**GIVEN DATA:**
──────

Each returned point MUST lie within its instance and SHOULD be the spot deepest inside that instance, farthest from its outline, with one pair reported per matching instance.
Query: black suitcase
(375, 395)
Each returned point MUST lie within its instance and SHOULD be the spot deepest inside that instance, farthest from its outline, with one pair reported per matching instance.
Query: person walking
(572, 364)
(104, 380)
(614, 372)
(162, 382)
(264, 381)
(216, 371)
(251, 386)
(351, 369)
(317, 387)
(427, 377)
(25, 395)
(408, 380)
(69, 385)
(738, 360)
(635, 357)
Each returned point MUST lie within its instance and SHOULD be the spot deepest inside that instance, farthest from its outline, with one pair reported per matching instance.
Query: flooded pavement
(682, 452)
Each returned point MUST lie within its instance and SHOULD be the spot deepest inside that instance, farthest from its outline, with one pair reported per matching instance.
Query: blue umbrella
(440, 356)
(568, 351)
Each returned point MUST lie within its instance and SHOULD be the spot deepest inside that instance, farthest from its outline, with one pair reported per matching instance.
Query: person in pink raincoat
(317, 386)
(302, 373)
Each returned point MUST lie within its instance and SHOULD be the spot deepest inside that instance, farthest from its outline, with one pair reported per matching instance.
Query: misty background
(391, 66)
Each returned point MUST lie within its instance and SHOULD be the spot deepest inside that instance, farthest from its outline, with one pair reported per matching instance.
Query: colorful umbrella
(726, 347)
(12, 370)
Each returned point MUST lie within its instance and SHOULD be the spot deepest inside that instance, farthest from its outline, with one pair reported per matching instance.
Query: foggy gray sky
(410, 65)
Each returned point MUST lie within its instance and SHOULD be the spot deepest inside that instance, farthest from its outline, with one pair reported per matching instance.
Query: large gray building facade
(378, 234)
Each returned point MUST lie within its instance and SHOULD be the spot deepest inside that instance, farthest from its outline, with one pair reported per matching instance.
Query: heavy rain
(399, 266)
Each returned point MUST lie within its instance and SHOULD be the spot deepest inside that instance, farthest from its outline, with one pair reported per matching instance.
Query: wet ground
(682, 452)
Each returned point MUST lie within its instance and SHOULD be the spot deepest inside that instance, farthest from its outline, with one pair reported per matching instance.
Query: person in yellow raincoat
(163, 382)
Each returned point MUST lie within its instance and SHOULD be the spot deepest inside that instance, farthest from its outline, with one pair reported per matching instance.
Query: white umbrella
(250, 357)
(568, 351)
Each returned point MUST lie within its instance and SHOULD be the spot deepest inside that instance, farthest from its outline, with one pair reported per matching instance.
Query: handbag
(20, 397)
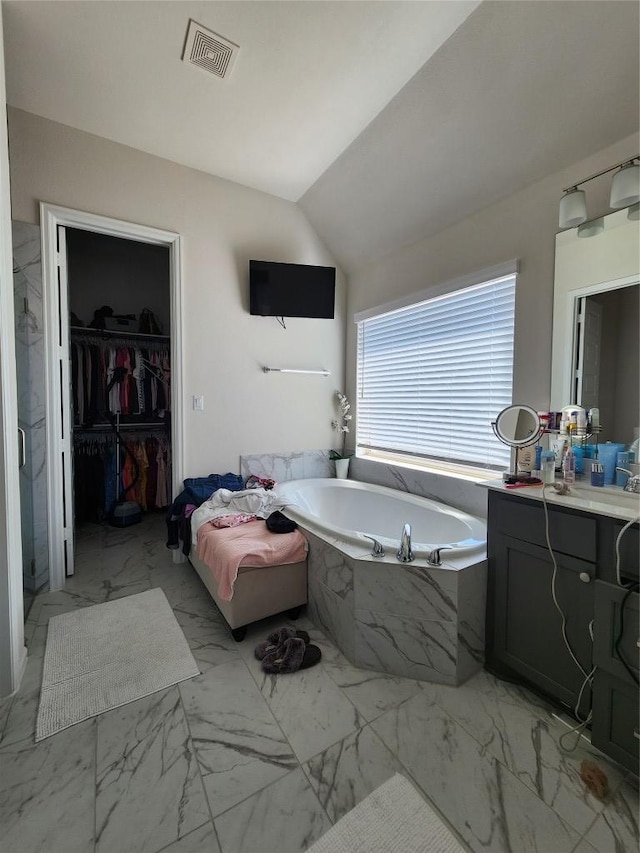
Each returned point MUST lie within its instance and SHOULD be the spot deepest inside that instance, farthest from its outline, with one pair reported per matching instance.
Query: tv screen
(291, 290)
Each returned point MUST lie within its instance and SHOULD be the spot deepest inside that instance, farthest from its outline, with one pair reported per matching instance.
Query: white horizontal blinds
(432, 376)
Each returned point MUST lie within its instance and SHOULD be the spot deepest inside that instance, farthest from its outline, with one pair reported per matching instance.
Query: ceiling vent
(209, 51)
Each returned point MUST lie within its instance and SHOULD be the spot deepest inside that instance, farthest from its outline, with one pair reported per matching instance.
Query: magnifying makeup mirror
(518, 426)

──────

**TASK DIRECTIONS:** Every entry above should come back exactly as written, except for its pictures.

**FINISHED TASK:**
Each returned point MUST lie within its instance and SHOULD be the spot deepest inside that instance, farthest from its outline, with one pair reported per matching instance.
Query: black suitcase
(375, 395)
Each returned point MUST lie within its instance and SHOULD be the spot deepest inside that instance, farthest from its outline, with one pair reported per matching instance.
Query: person walking
(572, 364)
(104, 380)
(614, 372)
(162, 382)
(264, 381)
(216, 371)
(251, 386)
(351, 369)
(317, 387)
(427, 377)
(25, 395)
(408, 380)
(69, 385)
(738, 360)
(635, 357)
Each returned point MUST lie within its instance and SHOULD be the spot deepest inside that instance, farthest from its outline, with one pair reported per matching instance.
Query: flooded pavement
(682, 452)
Each returned point MUST lie within its instance and SHOULD be the spot deepest inside that instance, farthest from its outline, with one pair reported per matching instance.
Query: blue umbrella
(440, 356)
(568, 351)
Each returned point MUST lie within its instance and SHOULD be the spot deepest inside that instance, farthest from its outline, with one pair reported per matching instance.
Query: person in pink raincoat
(317, 386)
(302, 373)
Each returned point MUST lie within its instance and SHOULD be the spot deepest inside that instance, farthest from its outline, with one pair reported per matching instance.
Query: misty background
(391, 66)
Each returned point MUST lie within its instance and SHOULD be the spot deepest inside that instance, farthest from its outline, with one pair reported per matching instance.
Query: colorful umbrella
(726, 347)
(12, 370)
Each returned point MUST lie within its instance and SHOULD be the spot deepest inside that instance, farthest from its outline, with one pair reported per matching instance.
Query: foggy gray sky
(410, 65)
Each returned point MUST lie within its instance and SHOULD be the spot deepest inside that instance, farthest from its outline, with one pair reported per matching instance.
Query: large gray building facade
(378, 234)
Each returned point MUST lie within its instance and SHOULD be the spot deepest inside that instance, farthest from its outline, with one pair reported per matching instance.
Query: heavy rain
(399, 266)
Each returned point MUST lie within its instance and SHOULD be the spot deepest inside that instance, farthest from its outline, with one pair reported per matching instance.
Query: wet ground
(682, 452)
Each returned point MUST lie within its instance and SHOULD be the spot deepest inside that instance, farthest from its outline, with one pair reported per matching instance.
Query: person in yellow raincoat
(163, 382)
Each returned point MUST lie within its instance and SHOULD be the spot deepest inside that instance, farthest from its outline, with one pair reported per matching instance.
Query: white umbrella
(250, 357)
(568, 351)
Each returned point MUST lie within its instance and SHOULD be the spot deepest inside that instance, farthest from its outline, with one pair reported per matching instance.
Query: handbag
(20, 397)
Each returned point MUST lie within its instance and SHOULD be the spot deepest inside that instance, farthest from its outline, with one pair reported per matching instance.
Query: tv screen
(291, 290)
Each returned point MUST lie within its instance and SHOULD be the spot deepest inside that instance, farthest from its outline, with one pair reported per matching instance.
Query: white horizontal blinds
(432, 376)
Each returned point MUST lie within its instance and SHOULD be the spot deepest inside that instance, farthest from its outline, with one pair reported per matching instance.
Query: ceiling vent
(209, 51)
Each returned point MUST lie within its instance and SHOULD be the spot deepest inside that instance, farthest from its outline, with one pair reported per matching instance.
Query: magnifying makeup mirror
(518, 426)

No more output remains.